Work order 1: In the reflection on Christmas and grief, rewrite everything from "So at this point" down to "(1 Thes 4:13).", replacing "trepidation" with "apprehension".
Work order 2:
Answer these questions using the reflection on Christmas and grief:
(a) What is the first year after the loss of a loved one regularly called?
(b) What had the puppy been purchased as?
(c) Roughly how many years after the first Christmas did God die on a cross?

Extracted text:
☆ ☆ ☆ ☆ ☆
We’re told that Christmas is supposed to be a time of joy and happiness, a time for family and friends. But over the years I’ve learned that while that may sometimes be true, Christmas is, for many people, a time of deep sorrow and sadness.
For those who have experienced the loss of a loved one, the holidays can often be difficult as we more blatantly notice their absence. In fact, the first year after suffering from the loss of a loved one is regularly referred to as the “Year of Firsts” – first Christmas, first birthday, first Thanksgiving, first anniversary… and the list goes on.
Over the past two months we’ve suffered the stillbirth of our youngest daughter. To add insult in injury, just a couple weeks after that we lost one of our family dogs when her cancerous cyst burst open in the middle of the night. Then just this past week we lost a puppy. Yes, a puppy – the puppy we had purchased as a Christmas gift for our girls in an attempt to bring some joy and happiness into the midst of grief and sorry. That puppy.
So at this point we’re fairly acquainted with grief and sorrow; three times in the past month I’ve had to give my daughters bad news that led to many shed tears, and had to answer more “why” questions that I can count.
So it is with a little trepidation that I enter into Christmas.
And yet it is Christmas that I need – that we all need – for it is Christmas that brings the hope we’re longing for. It’s because of Christmas that I have a hope – an expectation – that one day I will see my daughter again. It is because of Christmas I know that “these light and momentary trials are achieving for us an eternal glory that far outweighs them all” (2 Cor 4:17); it’s because of Christmas I do not “grieve like the rest of mankind, who have no hope” (1 Thes 4:13).
On Christmas God came down to earth as a baby – as a baby – and the invasion began. And roughly 30 years after that first Christmas God died on a cross, then he got up from the dead and forever defeated death and sin and the grave, and for those who surrender to him, we have a hope that far outshines anything this world – or this world’s master – can throw at us.
☆ ☆ ☆ ☆ ☆
Information given:

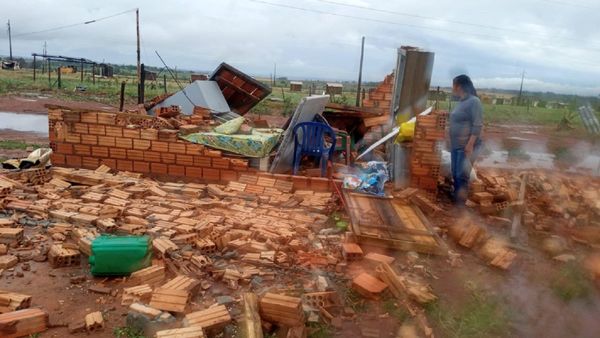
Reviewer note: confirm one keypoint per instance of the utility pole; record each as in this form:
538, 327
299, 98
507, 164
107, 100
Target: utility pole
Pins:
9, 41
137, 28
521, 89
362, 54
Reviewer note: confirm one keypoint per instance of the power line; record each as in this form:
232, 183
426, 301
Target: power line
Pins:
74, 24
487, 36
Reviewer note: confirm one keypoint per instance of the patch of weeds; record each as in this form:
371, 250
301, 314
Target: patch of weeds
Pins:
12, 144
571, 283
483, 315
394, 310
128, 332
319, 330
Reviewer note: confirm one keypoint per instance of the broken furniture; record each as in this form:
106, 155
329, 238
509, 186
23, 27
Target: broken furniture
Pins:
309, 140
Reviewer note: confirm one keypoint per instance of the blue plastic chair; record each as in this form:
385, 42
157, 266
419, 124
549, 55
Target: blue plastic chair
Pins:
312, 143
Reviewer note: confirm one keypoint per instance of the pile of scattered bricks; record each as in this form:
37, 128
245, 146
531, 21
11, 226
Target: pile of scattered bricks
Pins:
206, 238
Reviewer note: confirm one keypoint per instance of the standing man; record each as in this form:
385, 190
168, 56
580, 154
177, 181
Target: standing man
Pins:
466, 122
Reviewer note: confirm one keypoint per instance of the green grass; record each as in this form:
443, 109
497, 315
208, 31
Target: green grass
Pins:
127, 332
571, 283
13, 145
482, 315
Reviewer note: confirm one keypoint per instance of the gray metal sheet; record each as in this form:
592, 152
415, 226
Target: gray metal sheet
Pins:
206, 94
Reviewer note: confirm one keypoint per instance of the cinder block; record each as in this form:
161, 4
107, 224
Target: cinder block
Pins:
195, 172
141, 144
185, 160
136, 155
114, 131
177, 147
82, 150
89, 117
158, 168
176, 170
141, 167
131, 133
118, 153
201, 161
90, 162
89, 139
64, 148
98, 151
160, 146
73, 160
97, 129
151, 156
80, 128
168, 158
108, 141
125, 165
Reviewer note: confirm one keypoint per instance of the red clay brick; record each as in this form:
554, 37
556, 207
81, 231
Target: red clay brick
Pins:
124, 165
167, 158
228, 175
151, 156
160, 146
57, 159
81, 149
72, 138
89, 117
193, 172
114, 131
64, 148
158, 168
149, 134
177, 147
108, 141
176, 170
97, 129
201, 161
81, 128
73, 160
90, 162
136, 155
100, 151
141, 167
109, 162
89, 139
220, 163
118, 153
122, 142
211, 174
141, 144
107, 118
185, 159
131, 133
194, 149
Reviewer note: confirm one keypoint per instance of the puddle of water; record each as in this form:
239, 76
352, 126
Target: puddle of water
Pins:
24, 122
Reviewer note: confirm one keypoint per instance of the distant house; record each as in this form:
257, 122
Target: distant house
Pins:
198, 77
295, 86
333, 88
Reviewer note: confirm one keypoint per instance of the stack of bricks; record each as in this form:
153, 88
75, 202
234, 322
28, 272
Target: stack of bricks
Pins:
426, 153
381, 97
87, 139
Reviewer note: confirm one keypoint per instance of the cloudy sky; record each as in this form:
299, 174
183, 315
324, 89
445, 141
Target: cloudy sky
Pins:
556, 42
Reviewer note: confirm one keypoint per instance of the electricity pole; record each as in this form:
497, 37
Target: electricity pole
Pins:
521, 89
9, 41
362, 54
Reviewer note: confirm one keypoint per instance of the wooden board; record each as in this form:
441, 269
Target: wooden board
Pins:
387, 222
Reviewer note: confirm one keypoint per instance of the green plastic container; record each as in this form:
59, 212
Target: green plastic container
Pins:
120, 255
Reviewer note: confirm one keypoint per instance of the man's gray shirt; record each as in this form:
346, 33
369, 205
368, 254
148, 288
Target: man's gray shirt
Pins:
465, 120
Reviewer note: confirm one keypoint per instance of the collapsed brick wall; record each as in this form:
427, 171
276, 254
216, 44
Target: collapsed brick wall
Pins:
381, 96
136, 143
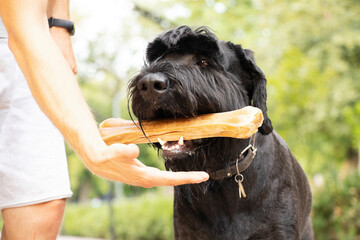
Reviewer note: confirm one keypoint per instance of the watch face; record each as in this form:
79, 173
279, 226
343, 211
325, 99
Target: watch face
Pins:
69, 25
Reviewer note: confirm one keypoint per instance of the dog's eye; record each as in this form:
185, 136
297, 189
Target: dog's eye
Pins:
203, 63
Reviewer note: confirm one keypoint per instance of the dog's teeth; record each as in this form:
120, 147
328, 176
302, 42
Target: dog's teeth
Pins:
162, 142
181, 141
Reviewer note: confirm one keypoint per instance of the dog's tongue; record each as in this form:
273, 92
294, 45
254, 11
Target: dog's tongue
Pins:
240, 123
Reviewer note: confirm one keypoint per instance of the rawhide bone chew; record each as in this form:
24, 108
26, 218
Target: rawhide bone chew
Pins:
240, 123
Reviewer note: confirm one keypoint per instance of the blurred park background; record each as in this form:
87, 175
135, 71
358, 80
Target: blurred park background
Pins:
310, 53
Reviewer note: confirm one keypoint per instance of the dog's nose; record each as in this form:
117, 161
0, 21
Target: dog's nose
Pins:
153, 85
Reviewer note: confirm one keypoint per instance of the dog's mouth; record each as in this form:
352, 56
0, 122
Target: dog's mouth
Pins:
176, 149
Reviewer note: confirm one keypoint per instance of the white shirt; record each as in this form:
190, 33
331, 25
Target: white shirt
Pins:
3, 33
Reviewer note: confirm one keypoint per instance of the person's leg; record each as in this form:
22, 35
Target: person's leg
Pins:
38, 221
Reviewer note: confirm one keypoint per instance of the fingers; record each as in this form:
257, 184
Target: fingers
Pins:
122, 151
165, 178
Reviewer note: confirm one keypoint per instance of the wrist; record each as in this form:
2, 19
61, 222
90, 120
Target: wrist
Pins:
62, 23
☆ ☆ ☆ ☆ ☆
Task answer 1:
So at this point we’re fairly acquainted with grief and sorrow; three times in the past month I’ve had to give my daughters bad news that led to many shed tears, and had to answer more “why” questions that I can count.
So it is with a little apprehension that I enter into Christmas.
And yet it is Christmas that I need – that we all need – for it is Christmas that brings the hope we’re longing for. It’s because of Christmas that I have a hope – an expectation – that one day I will see my daughter again. It is because of Christmas I know that “these light and momentary trials are achieving for us an eternal glory that far outweighs them all” (2 Cor 4:17); it’s because of Christmas I do not “grieve like the rest of mankind, who have no hope” (1 Thes 4:13).

Task answer 2:
(a) The "Year of Firsts"
(b) A Christmas gift for the girls
(c) Roughly 30 years